(Problem) Write out, from the entries below, exactly the lines that run between the lines holding "Query: naylor name on jersey" and "Task — for every instance of the referee in", inclusive, and stop there.

*-*-*

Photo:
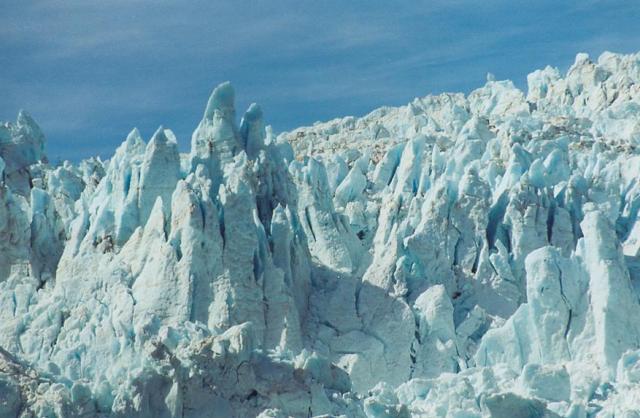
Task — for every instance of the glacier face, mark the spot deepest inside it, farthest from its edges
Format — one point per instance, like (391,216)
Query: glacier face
(461,256)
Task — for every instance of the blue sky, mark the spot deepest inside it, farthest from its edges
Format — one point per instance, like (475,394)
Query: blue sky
(89,71)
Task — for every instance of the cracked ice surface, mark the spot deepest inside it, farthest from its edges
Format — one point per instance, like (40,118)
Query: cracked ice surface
(471,256)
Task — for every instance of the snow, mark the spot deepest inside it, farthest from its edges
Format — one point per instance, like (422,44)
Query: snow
(461,256)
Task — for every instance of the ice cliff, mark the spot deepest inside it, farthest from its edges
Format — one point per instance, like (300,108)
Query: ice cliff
(461,256)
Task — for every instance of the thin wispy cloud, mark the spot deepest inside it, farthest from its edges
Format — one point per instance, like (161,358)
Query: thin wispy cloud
(90,71)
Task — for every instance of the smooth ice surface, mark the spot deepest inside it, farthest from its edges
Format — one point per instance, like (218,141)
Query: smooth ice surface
(471,256)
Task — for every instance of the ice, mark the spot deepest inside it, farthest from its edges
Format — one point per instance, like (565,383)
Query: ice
(460,256)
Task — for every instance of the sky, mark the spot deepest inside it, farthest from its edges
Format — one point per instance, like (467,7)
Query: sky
(89,71)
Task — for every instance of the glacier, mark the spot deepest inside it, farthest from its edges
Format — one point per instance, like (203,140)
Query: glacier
(462,256)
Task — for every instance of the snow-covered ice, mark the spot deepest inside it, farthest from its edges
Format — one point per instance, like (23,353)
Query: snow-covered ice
(461,256)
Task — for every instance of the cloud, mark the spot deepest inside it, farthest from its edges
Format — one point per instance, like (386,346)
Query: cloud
(90,71)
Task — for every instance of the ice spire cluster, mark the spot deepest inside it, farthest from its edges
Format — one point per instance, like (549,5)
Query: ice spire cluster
(461,256)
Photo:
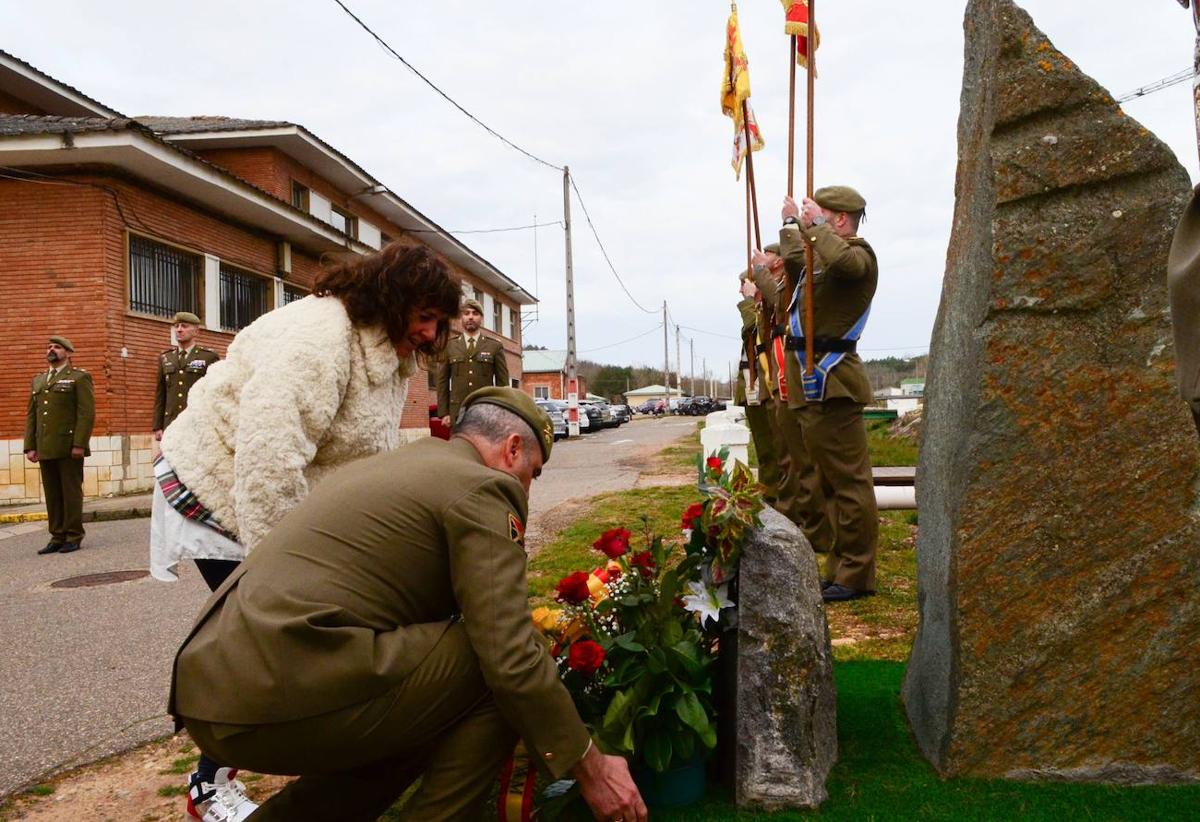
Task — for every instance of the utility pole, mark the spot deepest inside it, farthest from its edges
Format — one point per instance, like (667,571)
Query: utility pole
(691,347)
(666,359)
(573,383)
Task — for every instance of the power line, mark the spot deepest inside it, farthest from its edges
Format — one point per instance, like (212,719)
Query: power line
(613,345)
(444,95)
(1158,85)
(605,251)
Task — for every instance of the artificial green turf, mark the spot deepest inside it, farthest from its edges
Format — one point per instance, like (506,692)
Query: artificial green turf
(880,775)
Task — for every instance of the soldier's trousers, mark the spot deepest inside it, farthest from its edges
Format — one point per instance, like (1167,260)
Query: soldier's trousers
(802,489)
(835,436)
(441,723)
(767,445)
(63,486)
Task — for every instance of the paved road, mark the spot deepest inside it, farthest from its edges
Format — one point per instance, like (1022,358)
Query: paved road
(84,671)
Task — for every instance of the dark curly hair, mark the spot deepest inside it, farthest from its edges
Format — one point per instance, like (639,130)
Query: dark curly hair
(389,287)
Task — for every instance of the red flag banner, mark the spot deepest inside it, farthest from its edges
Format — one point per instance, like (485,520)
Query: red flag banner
(797,23)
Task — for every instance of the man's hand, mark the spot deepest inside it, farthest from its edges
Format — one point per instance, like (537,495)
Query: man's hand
(609,789)
(790,208)
(810,211)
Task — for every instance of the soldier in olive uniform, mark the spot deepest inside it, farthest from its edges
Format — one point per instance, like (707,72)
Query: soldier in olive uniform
(829,403)
(382,633)
(58,426)
(179,367)
(471,361)
(802,495)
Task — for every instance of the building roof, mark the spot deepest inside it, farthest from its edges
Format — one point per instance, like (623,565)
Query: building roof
(534,361)
(46,93)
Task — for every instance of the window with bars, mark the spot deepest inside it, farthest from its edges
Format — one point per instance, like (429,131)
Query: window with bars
(244,298)
(165,279)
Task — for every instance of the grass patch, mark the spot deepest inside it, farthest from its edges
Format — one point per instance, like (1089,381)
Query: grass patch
(571,549)
(881,775)
(888,450)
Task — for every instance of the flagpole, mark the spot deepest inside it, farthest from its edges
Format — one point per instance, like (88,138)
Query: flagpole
(750,184)
(809,322)
(791,114)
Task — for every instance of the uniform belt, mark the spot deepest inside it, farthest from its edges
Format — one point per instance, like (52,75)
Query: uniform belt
(825,345)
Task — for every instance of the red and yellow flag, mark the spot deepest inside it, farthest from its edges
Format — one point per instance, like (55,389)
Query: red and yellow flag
(736,91)
(797,23)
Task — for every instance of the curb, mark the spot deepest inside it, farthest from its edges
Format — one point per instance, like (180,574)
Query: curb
(88,516)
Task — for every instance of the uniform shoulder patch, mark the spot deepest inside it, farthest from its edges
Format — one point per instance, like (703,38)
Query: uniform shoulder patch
(516,529)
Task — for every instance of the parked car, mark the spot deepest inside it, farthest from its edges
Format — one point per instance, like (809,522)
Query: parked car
(556,418)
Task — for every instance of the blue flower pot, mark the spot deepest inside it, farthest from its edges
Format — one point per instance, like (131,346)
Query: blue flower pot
(677,787)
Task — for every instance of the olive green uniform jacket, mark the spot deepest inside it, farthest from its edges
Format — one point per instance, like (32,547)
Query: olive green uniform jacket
(460,375)
(178,372)
(843,288)
(357,585)
(61,413)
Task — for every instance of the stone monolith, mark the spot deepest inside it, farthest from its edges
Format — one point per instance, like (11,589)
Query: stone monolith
(786,703)
(1059,550)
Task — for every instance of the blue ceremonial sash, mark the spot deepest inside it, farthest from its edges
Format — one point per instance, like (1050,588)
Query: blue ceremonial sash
(814,384)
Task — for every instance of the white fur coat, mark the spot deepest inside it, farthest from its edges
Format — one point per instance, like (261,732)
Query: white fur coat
(300,393)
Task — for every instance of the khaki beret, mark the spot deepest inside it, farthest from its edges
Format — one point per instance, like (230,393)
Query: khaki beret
(522,405)
(839,198)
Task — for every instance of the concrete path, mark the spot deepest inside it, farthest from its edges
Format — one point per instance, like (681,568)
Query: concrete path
(84,671)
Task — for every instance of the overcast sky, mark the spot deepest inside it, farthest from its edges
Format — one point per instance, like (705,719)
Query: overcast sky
(627,94)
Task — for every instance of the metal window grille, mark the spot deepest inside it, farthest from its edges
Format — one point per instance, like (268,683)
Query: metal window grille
(163,279)
(244,298)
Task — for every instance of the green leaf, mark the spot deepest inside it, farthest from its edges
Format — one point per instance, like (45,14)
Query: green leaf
(691,712)
(658,751)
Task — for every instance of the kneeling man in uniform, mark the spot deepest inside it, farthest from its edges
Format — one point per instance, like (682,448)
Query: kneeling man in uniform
(382,633)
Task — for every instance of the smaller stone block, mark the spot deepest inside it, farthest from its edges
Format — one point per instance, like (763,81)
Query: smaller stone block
(786,703)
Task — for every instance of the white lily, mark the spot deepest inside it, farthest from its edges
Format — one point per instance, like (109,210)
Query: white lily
(707,601)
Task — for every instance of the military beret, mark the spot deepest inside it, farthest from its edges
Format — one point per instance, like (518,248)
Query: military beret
(839,198)
(522,405)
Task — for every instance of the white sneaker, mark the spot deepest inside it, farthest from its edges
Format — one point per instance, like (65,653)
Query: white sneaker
(223,799)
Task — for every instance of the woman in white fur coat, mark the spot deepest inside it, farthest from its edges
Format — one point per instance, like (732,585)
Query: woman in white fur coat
(303,390)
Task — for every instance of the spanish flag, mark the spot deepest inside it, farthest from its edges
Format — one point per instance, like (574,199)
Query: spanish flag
(797,23)
(736,91)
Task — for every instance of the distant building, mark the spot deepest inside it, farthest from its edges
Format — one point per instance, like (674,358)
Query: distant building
(545,375)
(109,225)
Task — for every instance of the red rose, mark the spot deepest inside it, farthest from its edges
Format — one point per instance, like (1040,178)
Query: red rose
(693,515)
(573,588)
(585,657)
(643,562)
(613,543)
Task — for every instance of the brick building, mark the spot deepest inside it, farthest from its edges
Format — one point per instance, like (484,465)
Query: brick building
(545,376)
(109,225)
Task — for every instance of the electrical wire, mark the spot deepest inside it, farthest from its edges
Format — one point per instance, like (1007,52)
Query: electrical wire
(605,251)
(444,95)
(613,345)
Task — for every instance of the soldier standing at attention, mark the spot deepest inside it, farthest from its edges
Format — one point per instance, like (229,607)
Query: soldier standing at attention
(829,403)
(472,361)
(58,426)
(178,371)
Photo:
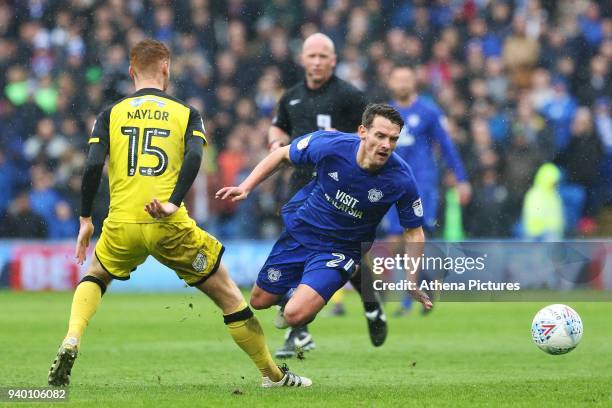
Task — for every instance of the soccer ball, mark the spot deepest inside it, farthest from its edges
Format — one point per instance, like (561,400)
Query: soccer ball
(556,329)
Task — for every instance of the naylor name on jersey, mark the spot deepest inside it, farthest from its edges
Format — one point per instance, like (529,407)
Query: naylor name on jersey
(148,114)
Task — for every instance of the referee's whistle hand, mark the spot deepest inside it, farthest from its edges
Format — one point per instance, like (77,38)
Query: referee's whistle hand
(85,232)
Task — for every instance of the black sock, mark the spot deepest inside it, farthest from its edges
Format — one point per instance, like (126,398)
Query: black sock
(363,285)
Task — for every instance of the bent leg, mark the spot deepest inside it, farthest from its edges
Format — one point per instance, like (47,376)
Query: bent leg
(241,323)
(303,306)
(87,298)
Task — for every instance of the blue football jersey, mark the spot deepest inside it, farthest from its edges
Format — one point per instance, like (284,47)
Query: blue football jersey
(424,126)
(342,206)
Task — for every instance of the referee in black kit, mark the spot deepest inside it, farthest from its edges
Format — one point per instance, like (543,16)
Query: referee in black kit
(321,102)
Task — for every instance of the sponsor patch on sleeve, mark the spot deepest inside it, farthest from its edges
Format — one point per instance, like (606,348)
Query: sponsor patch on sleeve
(417,207)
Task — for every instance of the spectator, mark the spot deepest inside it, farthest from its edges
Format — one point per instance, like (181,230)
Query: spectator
(65,225)
(61,62)
(542,217)
(580,161)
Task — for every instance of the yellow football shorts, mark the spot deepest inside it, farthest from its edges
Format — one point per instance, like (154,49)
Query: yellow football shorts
(183,247)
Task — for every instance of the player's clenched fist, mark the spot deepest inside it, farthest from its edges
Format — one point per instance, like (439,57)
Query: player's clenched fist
(157,209)
(235,193)
(85,232)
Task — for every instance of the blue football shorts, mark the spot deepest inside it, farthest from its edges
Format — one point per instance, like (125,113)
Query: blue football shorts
(291,264)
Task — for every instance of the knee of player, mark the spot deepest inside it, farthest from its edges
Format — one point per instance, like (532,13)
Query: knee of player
(258,302)
(297,316)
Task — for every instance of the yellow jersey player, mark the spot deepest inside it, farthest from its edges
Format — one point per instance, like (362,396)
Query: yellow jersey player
(154,143)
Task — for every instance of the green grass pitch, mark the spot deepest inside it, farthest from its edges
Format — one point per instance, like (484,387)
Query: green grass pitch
(144,350)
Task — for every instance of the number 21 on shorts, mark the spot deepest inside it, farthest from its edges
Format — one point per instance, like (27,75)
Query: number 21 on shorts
(338,260)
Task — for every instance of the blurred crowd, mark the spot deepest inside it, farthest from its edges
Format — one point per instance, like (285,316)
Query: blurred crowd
(523,82)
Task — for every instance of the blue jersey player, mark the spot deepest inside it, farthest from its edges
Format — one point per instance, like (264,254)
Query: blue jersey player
(424,129)
(358,179)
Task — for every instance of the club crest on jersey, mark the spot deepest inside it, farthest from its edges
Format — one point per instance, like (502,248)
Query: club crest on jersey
(200,263)
(273,274)
(374,195)
(414,120)
(302,144)
(417,207)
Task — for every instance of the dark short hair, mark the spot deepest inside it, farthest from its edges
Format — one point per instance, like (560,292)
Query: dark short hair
(403,64)
(381,109)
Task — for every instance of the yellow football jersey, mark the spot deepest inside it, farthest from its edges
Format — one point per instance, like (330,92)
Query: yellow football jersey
(146,134)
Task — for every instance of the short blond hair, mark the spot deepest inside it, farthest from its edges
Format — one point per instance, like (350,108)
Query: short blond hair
(147,55)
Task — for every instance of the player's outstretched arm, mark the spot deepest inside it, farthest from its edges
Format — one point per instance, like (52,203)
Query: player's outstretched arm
(89,186)
(414,239)
(187,174)
(268,166)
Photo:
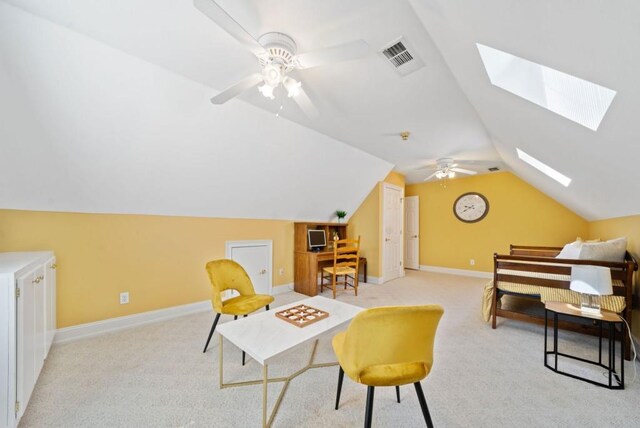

*-*-*

(Task answer)
Query: naylor name on jersey
(148,114)
Task — for every instance of the referee's whistle hand, mark the spot deepest inside it, farthest from its edges
Format — one point per instance, like (77,38)
Query: referee's whistle hand
(85,232)
Task — for every instance of the black sock, mark the spot deepest inside it, farthest from its edges
Format — one point per instance, like (126,398)
Query: black sock
(363,285)
Task — for every instance of the bent leg, mark the spot deepest inside it, farthest from its edges
Format — one point per instance, like (47,376)
Query: bent leg
(241,323)
(303,306)
(87,298)
Task — for every instance of the blue football jersey, mark the spot deepest inside it, farthest from its edges
Format — one point per instance, like (284,47)
Query: blue football jersey
(424,126)
(342,206)
Task — for every instance of the referee in black kit, mark the spot deepest inside it, farthest from its edges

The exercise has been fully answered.